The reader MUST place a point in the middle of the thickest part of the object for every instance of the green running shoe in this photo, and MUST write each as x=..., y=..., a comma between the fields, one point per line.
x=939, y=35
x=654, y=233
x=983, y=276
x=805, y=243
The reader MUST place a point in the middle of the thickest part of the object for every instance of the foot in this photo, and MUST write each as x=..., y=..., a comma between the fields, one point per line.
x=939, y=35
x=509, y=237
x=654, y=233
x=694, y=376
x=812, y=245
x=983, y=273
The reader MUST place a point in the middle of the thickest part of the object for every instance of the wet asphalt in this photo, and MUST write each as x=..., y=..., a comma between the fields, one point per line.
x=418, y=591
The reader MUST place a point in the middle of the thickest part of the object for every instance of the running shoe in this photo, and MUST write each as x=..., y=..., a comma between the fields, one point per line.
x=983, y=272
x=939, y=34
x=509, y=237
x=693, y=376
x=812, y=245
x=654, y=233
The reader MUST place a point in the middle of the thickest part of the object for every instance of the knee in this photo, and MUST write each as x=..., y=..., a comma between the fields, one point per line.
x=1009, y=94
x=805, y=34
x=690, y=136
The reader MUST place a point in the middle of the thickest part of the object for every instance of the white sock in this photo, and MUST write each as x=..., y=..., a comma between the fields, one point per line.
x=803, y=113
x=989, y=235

_ _ _ _

**What is asked**: Copy every row above word for word, in the same order and with the same line breaks.

**Complete answer**:
The reader MUST place a point in the middle of the thickest part of the object for every instance of the green running shoe in this photo, and MUST write each as x=..., y=..., a comma between the fields, one point per line.
x=939, y=35
x=654, y=233
x=983, y=276
x=805, y=243
The reader MUST place a point in the middle of the thickest part of the object for every instance of the foot in this photo, and MUST write each as x=..., y=..., a comma between the fields, one point per line.
x=939, y=35
x=509, y=237
x=654, y=233
x=694, y=376
x=812, y=245
x=983, y=273
The reader MUST place a point in the middle of the thickest part of the object for every instance of the wet asphalt in this photo, and MUST write each as x=..., y=..., a comma between the fields, one point per line.
x=418, y=591
The reader MUST place a point in the middle of the thickest part of the object for every instance of the running shoe in this photo, and MUST write each as x=..., y=..., a comma between the fields, one point per line.
x=983, y=272
x=939, y=34
x=509, y=237
x=693, y=376
x=812, y=245
x=654, y=233
The reader MUST place a point in the middle of the thickest part of the object for every instance of the knee in this photo, and MUST write each as x=..., y=..., a comma between the fields, one point per line.
x=1009, y=94
x=805, y=34
x=690, y=136
The reader MUST place a point in the middle of the thickest part of the object for every instance of the white sock in this photo, and MUST write each as x=..., y=..., a comma between the fields, one point per line.
x=803, y=113
x=989, y=235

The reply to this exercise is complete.